Give back the data below word for word. Any image in it should be left out.

**Collection entries**
==============================

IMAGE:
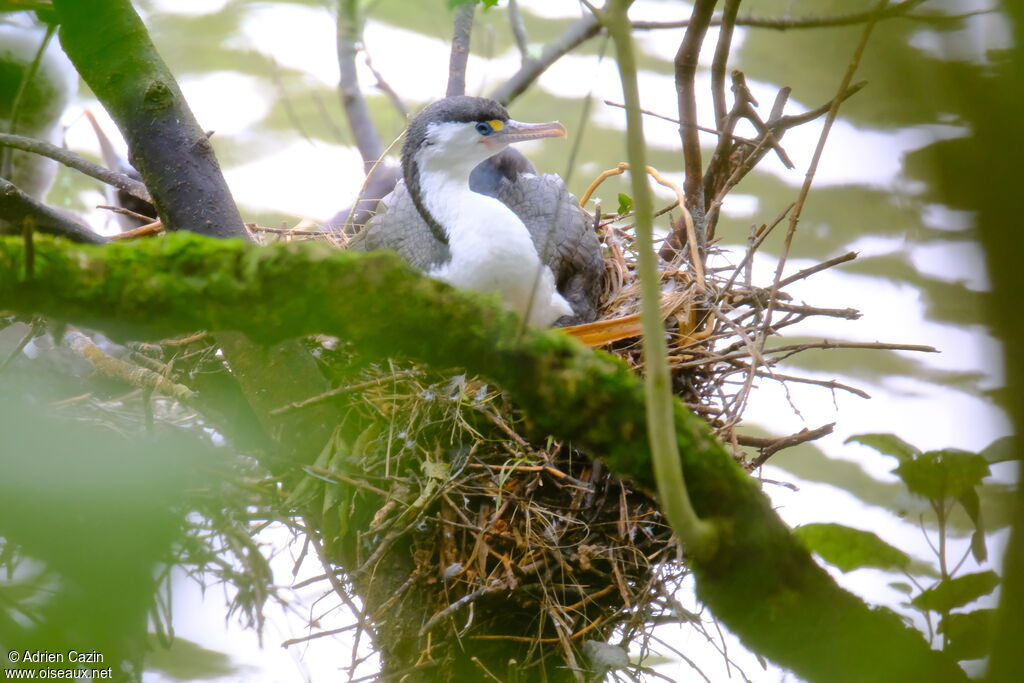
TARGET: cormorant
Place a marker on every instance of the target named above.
(473, 214)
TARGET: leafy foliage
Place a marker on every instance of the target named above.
(957, 592)
(851, 549)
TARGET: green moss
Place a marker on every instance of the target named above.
(761, 582)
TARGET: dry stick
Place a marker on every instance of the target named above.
(35, 329)
(807, 272)
(897, 10)
(340, 391)
(356, 111)
(17, 207)
(812, 169)
(702, 129)
(578, 33)
(460, 49)
(126, 372)
(685, 69)
(72, 160)
(828, 384)
(770, 446)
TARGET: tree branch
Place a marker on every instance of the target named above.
(110, 47)
(760, 574)
(460, 49)
(356, 112)
(72, 160)
(15, 206)
(580, 32)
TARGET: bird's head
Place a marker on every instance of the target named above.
(455, 134)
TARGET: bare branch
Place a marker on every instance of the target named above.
(580, 32)
(15, 207)
(356, 112)
(518, 30)
(720, 62)
(899, 9)
(72, 160)
(686, 67)
(460, 49)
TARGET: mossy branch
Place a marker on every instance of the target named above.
(761, 582)
(697, 536)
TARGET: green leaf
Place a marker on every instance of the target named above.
(887, 444)
(968, 634)
(625, 203)
(957, 592)
(487, 4)
(850, 548)
(972, 505)
(1000, 451)
(941, 474)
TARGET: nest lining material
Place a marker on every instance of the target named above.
(489, 512)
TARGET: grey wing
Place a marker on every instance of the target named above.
(563, 236)
(397, 225)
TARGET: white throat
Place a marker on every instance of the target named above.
(492, 250)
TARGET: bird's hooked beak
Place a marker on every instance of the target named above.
(517, 131)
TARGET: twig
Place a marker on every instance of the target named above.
(698, 536)
(579, 32)
(125, 212)
(126, 372)
(783, 24)
(16, 207)
(807, 272)
(72, 160)
(385, 87)
(720, 61)
(6, 168)
(340, 391)
(320, 634)
(685, 69)
(770, 446)
(815, 159)
(34, 329)
(354, 104)
(460, 49)
(147, 230)
(702, 129)
(518, 30)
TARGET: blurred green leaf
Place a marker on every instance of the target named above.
(850, 548)
(972, 505)
(185, 660)
(941, 474)
(625, 203)
(888, 444)
(1000, 451)
(968, 634)
(956, 592)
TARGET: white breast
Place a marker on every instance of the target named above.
(492, 251)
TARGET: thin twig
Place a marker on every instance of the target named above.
(72, 160)
(460, 49)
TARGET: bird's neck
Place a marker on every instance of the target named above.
(460, 212)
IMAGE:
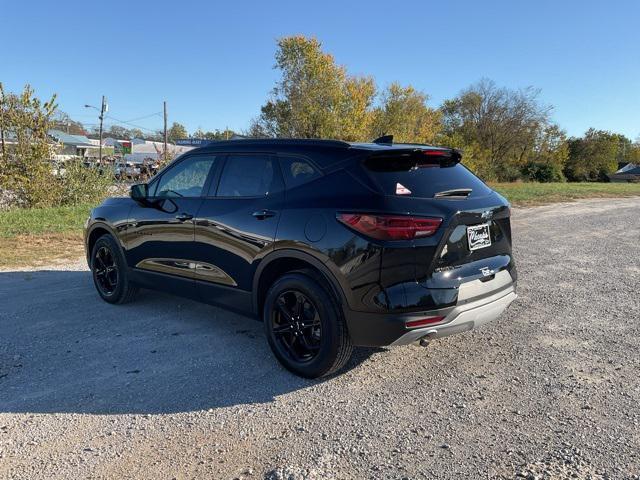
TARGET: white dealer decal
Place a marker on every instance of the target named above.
(402, 190)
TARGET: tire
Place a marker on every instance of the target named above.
(320, 325)
(109, 272)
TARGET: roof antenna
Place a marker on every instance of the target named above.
(387, 139)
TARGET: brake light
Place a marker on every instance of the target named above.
(390, 227)
(423, 322)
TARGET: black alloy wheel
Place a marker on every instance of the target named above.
(109, 270)
(105, 270)
(296, 325)
(304, 325)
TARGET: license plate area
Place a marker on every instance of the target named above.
(478, 236)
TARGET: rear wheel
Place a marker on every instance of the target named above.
(109, 271)
(305, 327)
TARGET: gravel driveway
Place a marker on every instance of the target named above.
(166, 388)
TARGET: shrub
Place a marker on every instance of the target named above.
(542, 172)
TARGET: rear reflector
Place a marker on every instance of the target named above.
(423, 322)
(390, 227)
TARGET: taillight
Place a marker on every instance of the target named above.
(423, 322)
(390, 227)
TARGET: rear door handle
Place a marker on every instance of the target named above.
(262, 214)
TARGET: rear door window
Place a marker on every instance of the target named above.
(248, 176)
(185, 179)
(297, 171)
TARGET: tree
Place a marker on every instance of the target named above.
(404, 113)
(592, 157)
(314, 98)
(225, 134)
(176, 132)
(547, 156)
(25, 168)
(500, 123)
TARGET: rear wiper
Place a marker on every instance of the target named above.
(455, 193)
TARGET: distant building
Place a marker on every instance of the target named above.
(77, 145)
(145, 151)
(630, 173)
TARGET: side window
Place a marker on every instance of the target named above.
(247, 176)
(186, 179)
(297, 171)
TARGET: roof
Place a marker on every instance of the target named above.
(67, 139)
(326, 153)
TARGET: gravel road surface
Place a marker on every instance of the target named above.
(167, 388)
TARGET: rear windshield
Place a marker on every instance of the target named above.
(400, 178)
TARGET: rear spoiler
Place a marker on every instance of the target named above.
(408, 158)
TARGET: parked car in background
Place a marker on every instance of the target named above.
(330, 244)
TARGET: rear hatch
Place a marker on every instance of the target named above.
(474, 240)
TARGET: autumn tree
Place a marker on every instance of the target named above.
(315, 97)
(225, 134)
(500, 123)
(25, 168)
(593, 156)
(403, 112)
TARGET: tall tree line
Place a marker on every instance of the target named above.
(506, 134)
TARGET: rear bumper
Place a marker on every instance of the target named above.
(461, 319)
(478, 303)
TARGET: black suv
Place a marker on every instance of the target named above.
(331, 244)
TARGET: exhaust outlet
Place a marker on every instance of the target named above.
(426, 340)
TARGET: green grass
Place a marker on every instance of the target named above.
(37, 221)
(523, 194)
(39, 236)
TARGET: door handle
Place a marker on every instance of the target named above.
(262, 214)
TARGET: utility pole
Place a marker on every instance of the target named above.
(103, 106)
(2, 119)
(164, 104)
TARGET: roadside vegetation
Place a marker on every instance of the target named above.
(39, 236)
(507, 136)
(523, 194)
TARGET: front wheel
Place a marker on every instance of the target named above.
(305, 327)
(109, 271)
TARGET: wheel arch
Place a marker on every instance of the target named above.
(96, 231)
(281, 261)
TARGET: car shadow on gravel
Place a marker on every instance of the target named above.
(64, 350)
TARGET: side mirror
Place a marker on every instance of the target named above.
(139, 192)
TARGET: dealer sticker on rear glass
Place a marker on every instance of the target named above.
(478, 236)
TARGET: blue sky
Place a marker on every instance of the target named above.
(213, 63)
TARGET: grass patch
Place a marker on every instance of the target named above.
(42, 249)
(38, 236)
(36, 221)
(523, 194)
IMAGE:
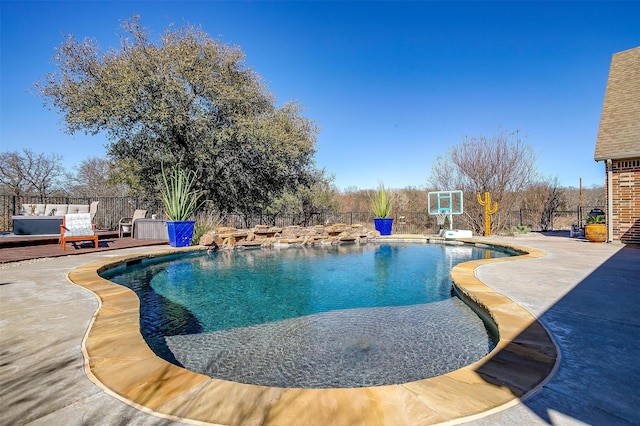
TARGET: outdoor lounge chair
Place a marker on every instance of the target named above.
(77, 227)
(126, 224)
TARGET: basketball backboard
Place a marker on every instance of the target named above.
(445, 202)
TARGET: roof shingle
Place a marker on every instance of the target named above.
(619, 131)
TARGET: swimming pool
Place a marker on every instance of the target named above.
(339, 316)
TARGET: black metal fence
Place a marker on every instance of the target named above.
(112, 209)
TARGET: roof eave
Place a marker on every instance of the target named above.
(626, 156)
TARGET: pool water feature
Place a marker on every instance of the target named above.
(338, 316)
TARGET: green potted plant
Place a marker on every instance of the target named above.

==============================

**Reply**
IMAGE:
TARGET: cormorant
Place a marker on every instance of the target named above.
(473, 214)
TARGET: leafy foliage
Place a marker on every instance of the target named above.
(957, 592)
(851, 549)
TARGET: green moss
Place a marker on every instance of the target named above.
(761, 582)
TARGET: dry stick
Place a marker on every instance of the target named above.
(35, 329)
(807, 272)
(897, 10)
(340, 391)
(356, 111)
(17, 207)
(812, 169)
(702, 129)
(578, 33)
(460, 49)
(126, 372)
(685, 69)
(72, 160)
(828, 384)
(770, 446)
TARGET: tree branch
Place a marker on every instance of the target named above.
(110, 47)
(760, 574)
(460, 49)
(356, 112)
(72, 160)
(15, 206)
(580, 32)
TARGET: bird's head
Place a marker on every instance of the target named above.
(455, 134)
TARGET: bare branch
Place a marker on every instance of the target named above.
(580, 32)
(15, 207)
(356, 112)
(518, 30)
(720, 62)
(899, 9)
(72, 160)
(686, 67)
(460, 49)
TARGET: mossy branch
Place a marker on every instance of the target named above.
(761, 582)
(697, 536)
TARGET: green leaf
Place a marker on every instance of the target named above.
(887, 444)
(968, 634)
(625, 203)
(957, 592)
(487, 4)
(850, 548)
(972, 505)
(1000, 451)
(941, 474)
TARGET: nest lining material
Place a marker on every instance of the target named above.
(489, 512)
TARGET: grey wing
Place a marker on every instance of the target named above.
(563, 236)
(397, 225)
TARGET: white throat
Place a marker on every instance of the target named above.
(492, 250)
TARGET: bird's hooked beak
Place a marker on every instance of the target named above.
(517, 131)
TARGET: twig
Place a marker on every instance of the target named above.
(698, 536)
(579, 32)
(125, 212)
(126, 372)
(783, 24)
(16, 207)
(807, 272)
(72, 160)
(385, 87)
(720, 61)
(6, 168)
(340, 391)
(320, 634)
(685, 69)
(770, 446)
(815, 159)
(34, 329)
(354, 104)
(460, 49)
(147, 230)
(702, 129)
(518, 30)
TARGET: blurred green leaf
Place a marker on every instance of the target named above.
(850, 548)
(972, 505)
(185, 660)
(941, 474)
(625, 203)
(888, 444)
(1000, 451)
(968, 634)
(956, 592)
TARGET: white breast
Place a marker on every instance of the target named above.
(492, 251)
TARGET: thin twig
Place a marker on every instance of the target named above.
(72, 160)
(460, 49)
TARGET: bird's neck
Place a marker on every instance of the target named above.
(460, 212)
IMAGE:
TARGET: white dealer decal
Place a marker on every instance of the target named above.
(402, 190)
TARGET: tire
Place a marker on every instance of the target named above.
(320, 325)
(109, 272)
TARGET: roof antenna
Place a marker on every instance of the target named above.
(387, 139)
TARGET: brake light
Place a marker on every instance of the target named above.
(390, 227)
(423, 322)
TARGET: black alloy wheel
Place a marker on every instance of the target named above.
(109, 270)
(105, 270)
(296, 325)
(304, 325)
TARGET: license plate area
Place a marker on every instance of the target named above.
(478, 236)
TARGET: rear wheel
Place a marker on every instance of the target named above.
(109, 271)
(305, 327)
TARGET: gravel driveway
Place a marker on every instance of the target named above.
(166, 388)
TARGET: shrub
Place a marker on every instance of the target named above.
(542, 172)
TARGET: rear reflector
Place a marker on every instance of the target named above.
(423, 322)
(390, 227)
TARGET: taillight
Place a marker on every instance of the target named above.
(423, 322)
(390, 227)
TARGET: rear door handle
Place a marker on every instance of the target named above.
(262, 214)
TARGET: rear door window
Place a marker on every instance of the target named above.
(248, 176)
(185, 179)
(297, 171)
TARGET: tree
Place a marker on every instance of the target named above.
(404, 113)
(592, 157)
(314, 98)
(225, 134)
(176, 132)
(547, 156)
(25, 168)
(500, 123)
TARGET: rear wiper
Place a marker on every instance of the target named above.
(455, 193)
TARGET: distant building
Place a marker on every instance of the target named above.
(77, 145)
(145, 151)
(630, 173)
TARGET: side window
Place a marker on every instance of the target named above.
(247, 176)
(186, 179)
(297, 171)
TARGET: roof
Place a marker on every instance of the target named above.
(67, 139)
(326, 153)
TARGET: gravel road surface
Place a marker on every instance of the target named above.
(167, 388)
TARGET: rear windshield
Place a marker on every instance of the target named above.
(400, 178)
TARGET: rear spoiler
Place a marker on every instance of the target named above.
(408, 158)
TARGET: parked car in background
Place a marker on every instance of the target named above.
(330, 244)
TARGET: rear hatch
Place a marker on every instance of the target named above.
(474, 240)
TARGET: autumn tree
Place a marker on every instance of the target named above.
(315, 97)
(225, 134)
(500, 123)
(25, 168)
(593, 156)
(403, 112)
TARGET: tall tree line
Place a marker on every instance of the target named above.
(506, 134)
TARGET: rear bumper
Place a marker on every instance of the target named above.
(461, 319)
(478, 303)
TARGET: black suv
Place a marker on every instance of the target named above.
(331, 244)
TARGET: exhaust outlet
Place a marker on every instance of the target named above.
(426, 340)
TARGET: green grass
Place a marker on every instance of the target named above.
(37, 221)
(523, 194)
(39, 236)
TARGET: door handle
Place a marker on every instance of the target named above.
(262, 214)
TARGET: utility pole
Place a marker on every instance of the target named above.
(103, 106)
(2, 119)
(164, 104)
TARGET: roadside vegetation
Place a marker on every instance of the target named above.
(39, 236)
(507, 136)
(523, 194)
TARGET: front wheel
Place a marker on every instance of the target named above.
(305, 327)
(109, 271)
TARGET: wheel arch
Place a marker on every instance of the target named above.
(96, 231)
(281, 261)
TARGET: car shadow on gravel
Place a marker on every instance of the target named above.
(64, 350)
TARGET: side mirror
Place a marker on every instance of the target named above.
(139, 192)
TARGET: dealer sticker on rear glass
Place a marker on every instance of the target named above.
(478, 236)
TARGET: blue sky
Place a marker on every instance of the target named above.
(213, 63)
TARGET: grass patch
Place a marker on every instance of the target named above.
(42, 249)
(38, 236)
(36, 221)
(523, 194)
IMAGE:
TARGET: outdoor lounge chair
Place a marker on every instance of the target named above.
(77, 227)
(126, 224)
TARGET: basketball backboard
Place a marker on every instance of the target named above.
(445, 202)
TARGET: roof shingle
Place a marker on every instance of the target named above.
(619, 131)
TARGET: swimming pool
Place a marker on every instance of the target named above.
(339, 316)
TARGET: black metal fence
Place a marker on every instance of the target named above.
(112, 209)
TARGET: roof eave
Place a marker on every instance of the target named above.
(626, 156)
TARGET: pool water feature
Place a marker on every instance of the target named above.
(338, 316)
TARGET: green potted plant
Place a marker on every instance of the target named above.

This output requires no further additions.